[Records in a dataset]
☆ ☆ ☆ ☆ ☆
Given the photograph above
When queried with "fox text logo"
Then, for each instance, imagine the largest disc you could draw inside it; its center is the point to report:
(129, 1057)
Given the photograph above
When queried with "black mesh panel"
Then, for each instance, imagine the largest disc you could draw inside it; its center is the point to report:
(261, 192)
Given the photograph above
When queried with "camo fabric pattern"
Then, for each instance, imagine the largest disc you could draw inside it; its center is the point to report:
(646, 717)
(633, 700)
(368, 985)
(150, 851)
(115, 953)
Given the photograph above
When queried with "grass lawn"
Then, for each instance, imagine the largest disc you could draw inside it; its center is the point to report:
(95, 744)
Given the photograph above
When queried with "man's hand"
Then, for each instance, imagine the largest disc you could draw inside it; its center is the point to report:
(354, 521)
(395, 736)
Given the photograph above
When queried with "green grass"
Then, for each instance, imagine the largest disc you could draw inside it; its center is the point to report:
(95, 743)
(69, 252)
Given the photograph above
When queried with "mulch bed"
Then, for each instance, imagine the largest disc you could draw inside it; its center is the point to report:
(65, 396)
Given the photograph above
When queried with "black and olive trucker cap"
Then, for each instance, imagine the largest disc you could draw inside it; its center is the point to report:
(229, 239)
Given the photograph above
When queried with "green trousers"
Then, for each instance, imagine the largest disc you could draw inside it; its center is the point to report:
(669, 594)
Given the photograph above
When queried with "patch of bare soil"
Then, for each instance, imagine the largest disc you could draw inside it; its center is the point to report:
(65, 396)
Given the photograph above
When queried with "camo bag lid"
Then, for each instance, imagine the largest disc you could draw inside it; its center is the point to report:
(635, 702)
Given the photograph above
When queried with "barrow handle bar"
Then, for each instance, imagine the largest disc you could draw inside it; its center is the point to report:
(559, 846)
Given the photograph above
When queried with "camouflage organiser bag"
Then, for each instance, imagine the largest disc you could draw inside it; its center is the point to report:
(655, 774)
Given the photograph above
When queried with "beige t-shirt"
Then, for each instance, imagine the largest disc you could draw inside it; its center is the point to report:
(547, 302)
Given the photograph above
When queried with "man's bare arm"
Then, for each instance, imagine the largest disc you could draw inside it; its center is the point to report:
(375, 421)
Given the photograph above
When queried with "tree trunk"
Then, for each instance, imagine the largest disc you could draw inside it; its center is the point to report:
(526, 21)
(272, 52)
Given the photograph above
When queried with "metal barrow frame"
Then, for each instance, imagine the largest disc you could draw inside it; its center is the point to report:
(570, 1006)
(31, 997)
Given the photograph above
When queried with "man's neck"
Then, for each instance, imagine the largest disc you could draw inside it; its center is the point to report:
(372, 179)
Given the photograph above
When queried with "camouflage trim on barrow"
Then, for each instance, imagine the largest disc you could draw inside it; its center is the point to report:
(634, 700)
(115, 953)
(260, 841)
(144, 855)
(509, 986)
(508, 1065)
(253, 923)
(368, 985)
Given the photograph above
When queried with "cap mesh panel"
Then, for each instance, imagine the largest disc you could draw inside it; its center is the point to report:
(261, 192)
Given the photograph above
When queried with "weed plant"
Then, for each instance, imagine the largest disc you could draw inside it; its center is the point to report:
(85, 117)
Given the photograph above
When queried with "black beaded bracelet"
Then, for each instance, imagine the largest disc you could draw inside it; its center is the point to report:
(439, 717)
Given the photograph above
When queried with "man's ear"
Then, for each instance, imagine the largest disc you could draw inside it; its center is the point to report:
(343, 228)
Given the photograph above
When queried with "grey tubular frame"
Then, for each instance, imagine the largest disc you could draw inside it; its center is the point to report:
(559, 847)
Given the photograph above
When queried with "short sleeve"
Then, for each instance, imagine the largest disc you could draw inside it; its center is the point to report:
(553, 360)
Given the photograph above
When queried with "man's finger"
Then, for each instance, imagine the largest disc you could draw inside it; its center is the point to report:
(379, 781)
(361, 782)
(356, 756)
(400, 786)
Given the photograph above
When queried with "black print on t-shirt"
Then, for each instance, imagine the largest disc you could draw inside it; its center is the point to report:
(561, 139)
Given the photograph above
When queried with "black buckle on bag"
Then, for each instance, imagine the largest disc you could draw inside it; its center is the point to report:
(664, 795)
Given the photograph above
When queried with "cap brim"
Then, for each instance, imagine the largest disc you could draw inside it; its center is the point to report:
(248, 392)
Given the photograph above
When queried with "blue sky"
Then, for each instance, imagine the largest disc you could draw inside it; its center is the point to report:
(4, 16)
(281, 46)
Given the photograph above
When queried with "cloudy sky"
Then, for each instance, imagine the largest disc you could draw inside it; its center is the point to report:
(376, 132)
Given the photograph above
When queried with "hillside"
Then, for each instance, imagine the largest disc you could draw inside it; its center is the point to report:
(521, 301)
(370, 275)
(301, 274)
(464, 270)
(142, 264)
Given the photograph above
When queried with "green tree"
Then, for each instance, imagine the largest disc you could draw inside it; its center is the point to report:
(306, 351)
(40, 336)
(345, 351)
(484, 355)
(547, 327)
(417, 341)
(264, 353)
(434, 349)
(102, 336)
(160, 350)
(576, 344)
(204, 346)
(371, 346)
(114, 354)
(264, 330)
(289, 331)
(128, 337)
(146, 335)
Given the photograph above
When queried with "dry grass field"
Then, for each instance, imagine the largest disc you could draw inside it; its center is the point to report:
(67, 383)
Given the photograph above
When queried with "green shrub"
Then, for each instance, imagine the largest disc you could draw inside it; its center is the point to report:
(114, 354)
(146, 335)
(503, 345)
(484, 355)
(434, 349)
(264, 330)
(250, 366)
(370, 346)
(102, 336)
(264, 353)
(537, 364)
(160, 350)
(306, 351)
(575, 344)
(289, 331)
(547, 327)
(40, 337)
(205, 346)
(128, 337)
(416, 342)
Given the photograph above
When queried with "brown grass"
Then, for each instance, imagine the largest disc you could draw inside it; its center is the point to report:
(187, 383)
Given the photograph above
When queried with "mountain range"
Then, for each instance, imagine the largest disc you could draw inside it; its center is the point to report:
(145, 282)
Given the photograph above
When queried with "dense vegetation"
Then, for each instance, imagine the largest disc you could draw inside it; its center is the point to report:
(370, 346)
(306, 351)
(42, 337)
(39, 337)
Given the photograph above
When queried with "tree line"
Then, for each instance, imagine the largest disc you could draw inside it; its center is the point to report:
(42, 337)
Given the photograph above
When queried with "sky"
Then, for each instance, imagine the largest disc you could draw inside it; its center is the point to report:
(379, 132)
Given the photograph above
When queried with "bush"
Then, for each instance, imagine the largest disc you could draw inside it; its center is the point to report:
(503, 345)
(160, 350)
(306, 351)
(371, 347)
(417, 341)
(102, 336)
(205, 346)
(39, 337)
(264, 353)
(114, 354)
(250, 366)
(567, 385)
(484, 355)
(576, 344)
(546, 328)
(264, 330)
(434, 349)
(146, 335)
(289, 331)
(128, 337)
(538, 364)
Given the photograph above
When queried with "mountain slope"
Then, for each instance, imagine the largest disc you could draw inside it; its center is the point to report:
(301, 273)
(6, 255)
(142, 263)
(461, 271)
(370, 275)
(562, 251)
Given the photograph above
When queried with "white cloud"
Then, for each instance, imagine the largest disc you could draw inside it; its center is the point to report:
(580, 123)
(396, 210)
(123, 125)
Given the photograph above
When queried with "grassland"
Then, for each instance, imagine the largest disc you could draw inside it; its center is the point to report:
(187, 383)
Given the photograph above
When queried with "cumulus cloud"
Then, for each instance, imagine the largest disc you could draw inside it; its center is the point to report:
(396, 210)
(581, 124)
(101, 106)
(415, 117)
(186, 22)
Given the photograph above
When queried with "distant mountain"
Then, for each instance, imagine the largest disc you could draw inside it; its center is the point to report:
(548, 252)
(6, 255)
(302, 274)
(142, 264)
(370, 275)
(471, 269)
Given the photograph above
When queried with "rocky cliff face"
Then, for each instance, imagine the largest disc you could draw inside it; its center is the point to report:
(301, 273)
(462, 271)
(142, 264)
☆ ☆ ☆ ☆ ☆
#### What the task asks
Rewrite the stretch of the listing from its start through the line containing "(129, 1057)", swapping "disc" for "circle" and keeping everything else the same.

#### Answer below
Given the photograph above
When queried with "fox text logo"
Then, for each instance, imagine the largest circle you could draw inside it; its center is the point to report:
(129, 1057)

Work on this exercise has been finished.